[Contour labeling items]
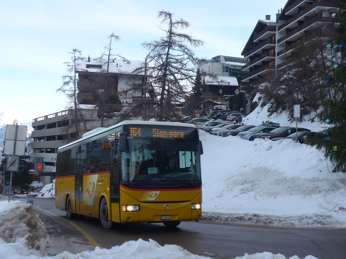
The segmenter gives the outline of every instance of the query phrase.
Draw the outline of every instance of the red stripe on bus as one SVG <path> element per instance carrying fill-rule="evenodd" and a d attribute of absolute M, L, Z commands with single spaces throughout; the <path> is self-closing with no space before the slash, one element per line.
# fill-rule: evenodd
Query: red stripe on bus
<path fill-rule="evenodd" d="M 124 189 L 130 190 L 130 191 L 137 191 L 140 192 L 149 192 L 153 191 L 195 191 L 196 190 L 200 190 L 202 189 L 202 187 L 198 187 L 197 188 L 186 188 L 186 189 L 135 189 L 133 188 L 130 188 L 124 186 L 122 184 L 120 184 L 120 186 Z"/>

Directions for this task: Render every line of the material above as a JSON list of strings, one string per line, omitting blank lines and leaving out the pictures.

Solution:
[
  "The segmenter gives the outline of every instance of the query phrase.",
  "Draw the outline of every instance of the red stripe on bus as one SVG <path> element per instance carrying fill-rule=\"evenodd\" and a d attribute of absolute M, L, Z commands with single spaces throughout; the <path> is self-closing with no space before the slash, one element per line.",
  "# fill-rule: evenodd",
  "Query: red stripe on bus",
  "<path fill-rule=\"evenodd\" d=\"M 124 189 L 130 190 L 130 191 L 137 191 L 140 192 L 149 192 L 153 191 L 195 191 L 196 190 L 200 190 L 202 189 L 202 187 L 198 187 L 197 188 L 186 188 L 186 189 L 135 189 L 133 188 L 130 188 L 124 186 L 122 184 L 120 184 L 120 186 Z\"/>"
]